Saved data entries
===

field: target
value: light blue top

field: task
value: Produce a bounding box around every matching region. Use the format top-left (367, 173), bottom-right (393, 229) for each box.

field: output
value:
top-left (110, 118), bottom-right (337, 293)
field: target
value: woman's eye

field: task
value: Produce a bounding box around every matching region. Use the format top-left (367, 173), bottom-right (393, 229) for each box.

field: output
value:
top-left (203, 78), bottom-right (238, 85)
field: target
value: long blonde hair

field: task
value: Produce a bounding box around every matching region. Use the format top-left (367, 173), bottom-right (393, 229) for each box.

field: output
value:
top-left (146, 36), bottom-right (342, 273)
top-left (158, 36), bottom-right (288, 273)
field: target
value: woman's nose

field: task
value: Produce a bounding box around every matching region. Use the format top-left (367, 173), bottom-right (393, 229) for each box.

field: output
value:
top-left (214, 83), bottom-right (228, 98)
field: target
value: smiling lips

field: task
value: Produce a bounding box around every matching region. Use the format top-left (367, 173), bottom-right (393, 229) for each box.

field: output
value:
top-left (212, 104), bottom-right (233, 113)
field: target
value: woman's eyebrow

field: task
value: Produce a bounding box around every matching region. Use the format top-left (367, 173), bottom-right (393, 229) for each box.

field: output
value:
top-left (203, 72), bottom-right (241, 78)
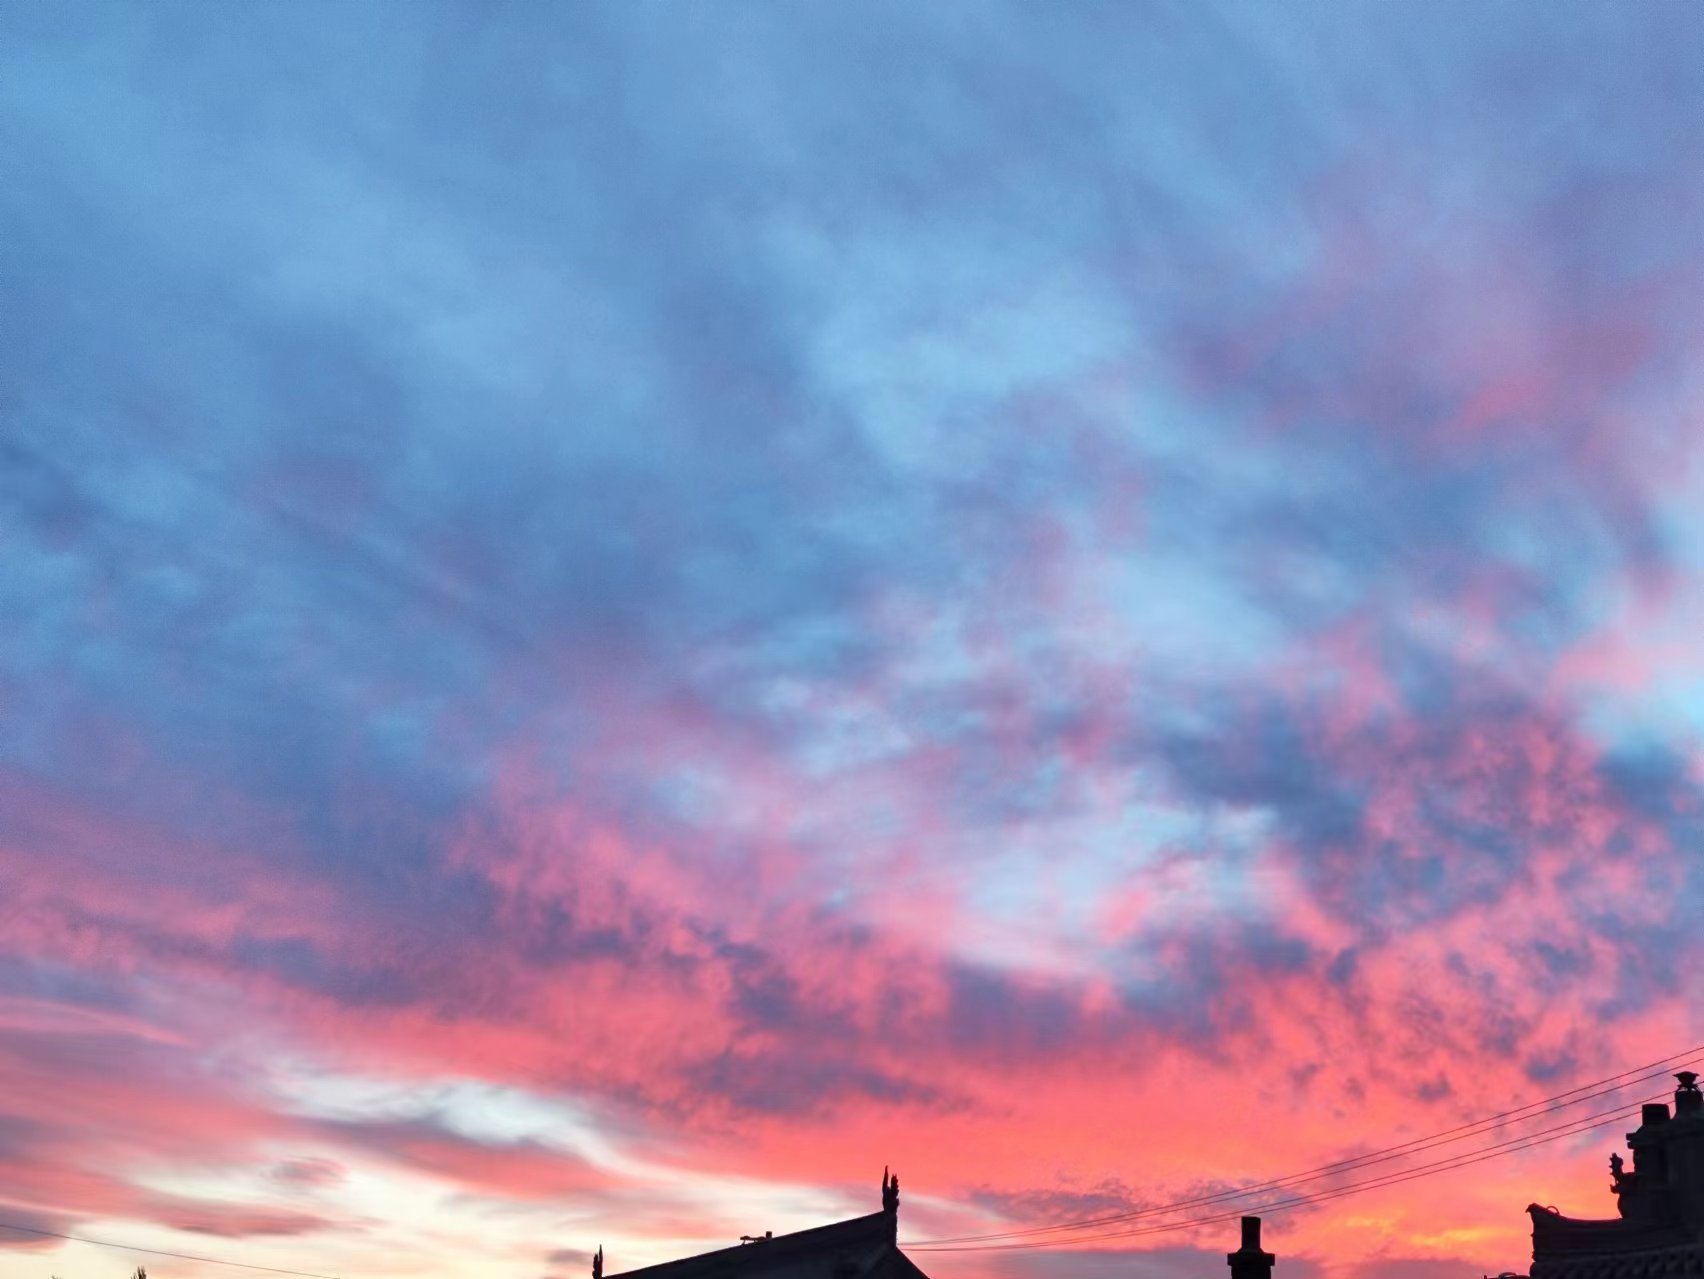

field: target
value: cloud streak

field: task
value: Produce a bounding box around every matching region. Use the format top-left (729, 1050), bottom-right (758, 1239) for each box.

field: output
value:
top-left (2, 3), bottom-right (1702, 1278)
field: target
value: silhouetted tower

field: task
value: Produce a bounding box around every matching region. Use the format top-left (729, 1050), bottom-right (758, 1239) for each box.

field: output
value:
top-left (1526, 1072), bottom-right (1704, 1279)
top-left (1228, 1216), bottom-right (1275, 1279)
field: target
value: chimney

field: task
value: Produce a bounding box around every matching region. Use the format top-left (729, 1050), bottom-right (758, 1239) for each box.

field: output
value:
top-left (1228, 1216), bottom-right (1276, 1279)
top-left (1676, 1072), bottom-right (1702, 1117)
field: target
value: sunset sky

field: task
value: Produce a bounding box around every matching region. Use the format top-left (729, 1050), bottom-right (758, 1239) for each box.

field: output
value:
top-left (4, 4), bottom-right (1704, 1279)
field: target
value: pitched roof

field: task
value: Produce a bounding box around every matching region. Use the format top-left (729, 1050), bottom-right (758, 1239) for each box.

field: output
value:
top-left (607, 1212), bottom-right (931, 1279)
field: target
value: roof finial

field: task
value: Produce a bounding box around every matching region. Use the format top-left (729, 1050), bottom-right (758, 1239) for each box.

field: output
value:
top-left (593, 1245), bottom-right (604, 1279)
top-left (882, 1167), bottom-right (899, 1215)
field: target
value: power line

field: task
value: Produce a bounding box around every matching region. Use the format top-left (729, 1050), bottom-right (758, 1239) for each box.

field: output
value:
top-left (909, 1093), bottom-right (1660, 1253)
top-left (4, 1054), bottom-right (1696, 1272)
top-left (906, 1046), bottom-right (1704, 1248)
top-left (907, 1047), bottom-right (1701, 1246)
top-left (0, 1220), bottom-right (346, 1279)
top-left (915, 1098), bottom-right (1644, 1253)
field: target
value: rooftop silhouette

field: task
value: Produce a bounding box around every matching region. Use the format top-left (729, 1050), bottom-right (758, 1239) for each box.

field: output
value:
top-left (1526, 1073), bottom-right (1704, 1279)
top-left (599, 1172), bottom-right (923, 1279)
top-left (592, 1177), bottom-right (1279, 1279)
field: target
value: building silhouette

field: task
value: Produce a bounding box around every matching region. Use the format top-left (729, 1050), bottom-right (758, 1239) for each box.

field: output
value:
top-left (1527, 1072), bottom-right (1704, 1279)
top-left (598, 1171), bottom-right (925, 1279)
top-left (592, 1173), bottom-right (1280, 1279)
top-left (578, 1077), bottom-right (1704, 1279)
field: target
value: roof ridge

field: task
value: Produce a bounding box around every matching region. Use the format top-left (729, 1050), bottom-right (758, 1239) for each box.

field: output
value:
top-left (607, 1212), bottom-right (894, 1279)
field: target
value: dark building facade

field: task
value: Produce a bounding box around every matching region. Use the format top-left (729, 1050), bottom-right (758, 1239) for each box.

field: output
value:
top-left (1528, 1073), bottom-right (1704, 1279)
top-left (600, 1172), bottom-right (929, 1279)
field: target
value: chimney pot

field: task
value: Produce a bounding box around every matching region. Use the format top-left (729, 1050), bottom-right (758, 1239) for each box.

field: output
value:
top-left (1228, 1214), bottom-right (1275, 1279)
top-left (1676, 1073), bottom-right (1702, 1115)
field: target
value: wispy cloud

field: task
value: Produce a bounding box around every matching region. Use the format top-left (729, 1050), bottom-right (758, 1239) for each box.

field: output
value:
top-left (2, 2), bottom-right (1702, 1277)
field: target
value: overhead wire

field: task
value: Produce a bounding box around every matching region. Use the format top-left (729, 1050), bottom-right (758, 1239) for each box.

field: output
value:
top-left (910, 1089), bottom-right (1656, 1252)
top-left (0, 1219), bottom-right (346, 1278)
top-left (0, 1061), bottom-right (1693, 1274)
top-left (909, 1097), bottom-right (1656, 1253)
top-left (909, 1047), bottom-right (1698, 1246)
top-left (906, 1049), bottom-right (1704, 1253)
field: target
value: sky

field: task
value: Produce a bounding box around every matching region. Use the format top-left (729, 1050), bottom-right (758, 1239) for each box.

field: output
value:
top-left (3, 2), bottom-right (1704, 1278)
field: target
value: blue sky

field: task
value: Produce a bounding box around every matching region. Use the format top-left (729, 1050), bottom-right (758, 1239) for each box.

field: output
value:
top-left (3, 4), bottom-right (1703, 1279)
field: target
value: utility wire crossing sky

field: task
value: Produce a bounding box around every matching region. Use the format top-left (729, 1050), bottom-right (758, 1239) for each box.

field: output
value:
top-left (9, 1050), bottom-right (1699, 1276)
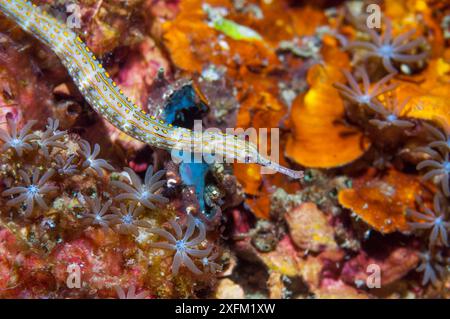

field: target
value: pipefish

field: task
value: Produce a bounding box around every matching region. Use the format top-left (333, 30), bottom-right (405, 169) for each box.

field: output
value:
top-left (0, 0), bottom-right (303, 179)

===

Lines containing the word "cloud" are to be pulled from the records and copied.

value: cloud streak
value: wispy cloud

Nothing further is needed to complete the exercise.